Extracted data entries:
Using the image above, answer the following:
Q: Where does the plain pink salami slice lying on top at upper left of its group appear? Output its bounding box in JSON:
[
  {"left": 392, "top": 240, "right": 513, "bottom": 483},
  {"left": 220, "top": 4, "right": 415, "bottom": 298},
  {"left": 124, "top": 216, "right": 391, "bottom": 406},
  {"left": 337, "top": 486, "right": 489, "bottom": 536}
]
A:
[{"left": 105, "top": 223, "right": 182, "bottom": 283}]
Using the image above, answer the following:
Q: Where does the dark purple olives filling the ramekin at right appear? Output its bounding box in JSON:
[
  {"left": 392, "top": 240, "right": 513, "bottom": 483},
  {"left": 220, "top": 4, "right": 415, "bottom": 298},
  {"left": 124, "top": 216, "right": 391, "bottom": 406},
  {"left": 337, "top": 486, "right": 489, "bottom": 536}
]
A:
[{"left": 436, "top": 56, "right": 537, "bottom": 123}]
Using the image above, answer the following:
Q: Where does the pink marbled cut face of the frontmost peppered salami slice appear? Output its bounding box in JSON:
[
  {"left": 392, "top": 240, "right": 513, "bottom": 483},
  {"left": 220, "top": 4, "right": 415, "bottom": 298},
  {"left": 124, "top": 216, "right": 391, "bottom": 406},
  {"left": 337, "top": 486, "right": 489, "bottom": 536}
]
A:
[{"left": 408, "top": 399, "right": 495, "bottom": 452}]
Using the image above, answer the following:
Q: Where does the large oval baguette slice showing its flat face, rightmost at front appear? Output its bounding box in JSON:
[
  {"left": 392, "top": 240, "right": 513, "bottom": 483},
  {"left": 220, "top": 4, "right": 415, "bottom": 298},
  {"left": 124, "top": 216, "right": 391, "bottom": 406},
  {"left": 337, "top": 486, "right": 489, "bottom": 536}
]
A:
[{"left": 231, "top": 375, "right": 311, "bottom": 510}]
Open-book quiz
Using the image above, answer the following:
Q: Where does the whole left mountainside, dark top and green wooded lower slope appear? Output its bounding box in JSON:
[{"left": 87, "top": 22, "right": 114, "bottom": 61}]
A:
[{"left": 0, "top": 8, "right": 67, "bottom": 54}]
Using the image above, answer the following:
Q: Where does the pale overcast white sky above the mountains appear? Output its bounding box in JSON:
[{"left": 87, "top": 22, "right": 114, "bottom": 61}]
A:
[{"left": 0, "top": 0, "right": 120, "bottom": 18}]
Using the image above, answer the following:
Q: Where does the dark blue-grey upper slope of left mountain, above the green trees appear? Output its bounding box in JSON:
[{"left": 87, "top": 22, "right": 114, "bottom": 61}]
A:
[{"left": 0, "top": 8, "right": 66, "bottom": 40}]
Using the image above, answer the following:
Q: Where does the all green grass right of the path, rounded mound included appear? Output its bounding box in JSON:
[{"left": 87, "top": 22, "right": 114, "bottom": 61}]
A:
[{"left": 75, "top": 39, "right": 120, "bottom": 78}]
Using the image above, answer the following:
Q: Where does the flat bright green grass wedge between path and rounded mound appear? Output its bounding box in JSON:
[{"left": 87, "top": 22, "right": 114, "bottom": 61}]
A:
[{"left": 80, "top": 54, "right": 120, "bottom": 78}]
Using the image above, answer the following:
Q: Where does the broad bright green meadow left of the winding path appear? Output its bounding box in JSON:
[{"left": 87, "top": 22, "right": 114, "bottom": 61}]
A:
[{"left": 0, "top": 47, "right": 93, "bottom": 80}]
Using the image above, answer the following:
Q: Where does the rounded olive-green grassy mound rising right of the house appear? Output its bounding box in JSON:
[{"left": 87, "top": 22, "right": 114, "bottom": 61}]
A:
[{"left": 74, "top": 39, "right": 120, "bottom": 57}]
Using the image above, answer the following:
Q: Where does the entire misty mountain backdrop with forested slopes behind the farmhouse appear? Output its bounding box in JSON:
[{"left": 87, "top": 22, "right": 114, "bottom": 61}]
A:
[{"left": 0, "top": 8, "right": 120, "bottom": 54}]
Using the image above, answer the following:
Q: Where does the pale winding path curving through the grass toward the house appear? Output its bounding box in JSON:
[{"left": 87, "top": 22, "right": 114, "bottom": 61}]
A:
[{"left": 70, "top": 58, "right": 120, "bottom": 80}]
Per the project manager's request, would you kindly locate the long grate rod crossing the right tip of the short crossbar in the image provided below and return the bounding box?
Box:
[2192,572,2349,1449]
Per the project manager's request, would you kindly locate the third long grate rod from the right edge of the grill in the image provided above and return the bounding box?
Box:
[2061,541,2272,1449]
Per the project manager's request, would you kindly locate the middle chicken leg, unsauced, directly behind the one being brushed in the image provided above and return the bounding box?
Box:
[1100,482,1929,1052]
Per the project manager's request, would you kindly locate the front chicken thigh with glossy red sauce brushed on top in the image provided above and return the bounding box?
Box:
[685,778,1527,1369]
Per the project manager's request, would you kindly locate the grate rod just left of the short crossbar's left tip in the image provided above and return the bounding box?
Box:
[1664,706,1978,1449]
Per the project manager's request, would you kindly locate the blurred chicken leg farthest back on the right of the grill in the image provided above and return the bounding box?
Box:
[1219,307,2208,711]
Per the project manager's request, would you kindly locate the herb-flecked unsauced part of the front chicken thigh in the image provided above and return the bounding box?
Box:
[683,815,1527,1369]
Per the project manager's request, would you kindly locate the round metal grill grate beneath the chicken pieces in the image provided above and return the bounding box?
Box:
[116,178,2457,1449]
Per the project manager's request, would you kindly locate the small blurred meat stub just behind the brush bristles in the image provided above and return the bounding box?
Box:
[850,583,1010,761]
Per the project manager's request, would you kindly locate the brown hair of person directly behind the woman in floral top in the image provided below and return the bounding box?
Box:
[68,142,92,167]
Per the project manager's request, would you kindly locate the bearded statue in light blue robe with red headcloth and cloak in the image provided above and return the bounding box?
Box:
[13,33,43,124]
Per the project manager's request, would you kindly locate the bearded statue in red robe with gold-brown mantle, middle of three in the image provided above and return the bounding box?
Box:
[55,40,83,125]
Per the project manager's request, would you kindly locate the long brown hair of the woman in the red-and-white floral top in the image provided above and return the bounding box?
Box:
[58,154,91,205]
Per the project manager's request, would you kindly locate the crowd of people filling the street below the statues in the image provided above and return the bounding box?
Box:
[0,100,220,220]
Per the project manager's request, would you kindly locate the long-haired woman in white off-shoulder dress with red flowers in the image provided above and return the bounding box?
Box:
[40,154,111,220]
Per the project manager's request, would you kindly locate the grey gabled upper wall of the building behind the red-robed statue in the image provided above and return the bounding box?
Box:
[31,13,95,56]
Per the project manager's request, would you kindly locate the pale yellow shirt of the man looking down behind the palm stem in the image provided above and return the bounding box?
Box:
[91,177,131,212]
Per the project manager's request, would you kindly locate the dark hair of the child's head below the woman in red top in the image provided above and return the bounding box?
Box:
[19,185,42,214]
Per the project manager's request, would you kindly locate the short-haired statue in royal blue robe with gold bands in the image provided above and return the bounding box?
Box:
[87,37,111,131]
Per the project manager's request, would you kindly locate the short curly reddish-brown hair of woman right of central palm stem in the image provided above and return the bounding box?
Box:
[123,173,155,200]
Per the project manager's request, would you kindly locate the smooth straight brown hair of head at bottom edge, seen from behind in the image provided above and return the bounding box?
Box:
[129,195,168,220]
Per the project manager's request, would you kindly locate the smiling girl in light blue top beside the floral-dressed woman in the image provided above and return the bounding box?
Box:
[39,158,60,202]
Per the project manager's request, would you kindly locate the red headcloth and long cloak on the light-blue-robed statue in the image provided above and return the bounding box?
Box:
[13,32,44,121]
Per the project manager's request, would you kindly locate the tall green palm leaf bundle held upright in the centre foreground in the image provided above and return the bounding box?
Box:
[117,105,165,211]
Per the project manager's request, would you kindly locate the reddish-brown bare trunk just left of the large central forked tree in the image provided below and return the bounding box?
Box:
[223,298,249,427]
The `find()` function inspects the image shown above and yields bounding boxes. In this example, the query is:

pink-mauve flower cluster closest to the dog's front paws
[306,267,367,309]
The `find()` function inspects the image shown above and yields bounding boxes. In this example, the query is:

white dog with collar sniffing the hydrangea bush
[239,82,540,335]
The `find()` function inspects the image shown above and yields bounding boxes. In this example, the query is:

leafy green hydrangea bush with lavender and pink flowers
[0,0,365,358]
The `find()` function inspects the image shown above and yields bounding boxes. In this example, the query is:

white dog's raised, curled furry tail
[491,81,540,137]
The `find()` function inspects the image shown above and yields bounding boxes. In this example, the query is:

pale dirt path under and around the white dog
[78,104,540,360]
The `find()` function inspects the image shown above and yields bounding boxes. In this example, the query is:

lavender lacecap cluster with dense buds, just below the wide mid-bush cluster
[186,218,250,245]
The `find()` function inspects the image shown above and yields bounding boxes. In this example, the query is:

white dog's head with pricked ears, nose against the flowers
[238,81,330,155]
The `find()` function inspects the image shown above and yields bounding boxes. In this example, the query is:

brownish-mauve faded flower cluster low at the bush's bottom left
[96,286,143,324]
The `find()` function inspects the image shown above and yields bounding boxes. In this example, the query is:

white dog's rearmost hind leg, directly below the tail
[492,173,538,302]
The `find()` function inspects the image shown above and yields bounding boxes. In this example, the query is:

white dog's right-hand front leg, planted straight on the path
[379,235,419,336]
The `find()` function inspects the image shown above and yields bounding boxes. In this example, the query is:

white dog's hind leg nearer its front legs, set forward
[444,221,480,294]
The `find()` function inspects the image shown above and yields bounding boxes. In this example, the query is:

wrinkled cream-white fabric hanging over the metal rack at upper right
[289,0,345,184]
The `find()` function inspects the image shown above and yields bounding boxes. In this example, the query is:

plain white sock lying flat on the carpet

Assigned task:
Among the lines above, count those that include the word "plain". Give only the result.

Solution below:
2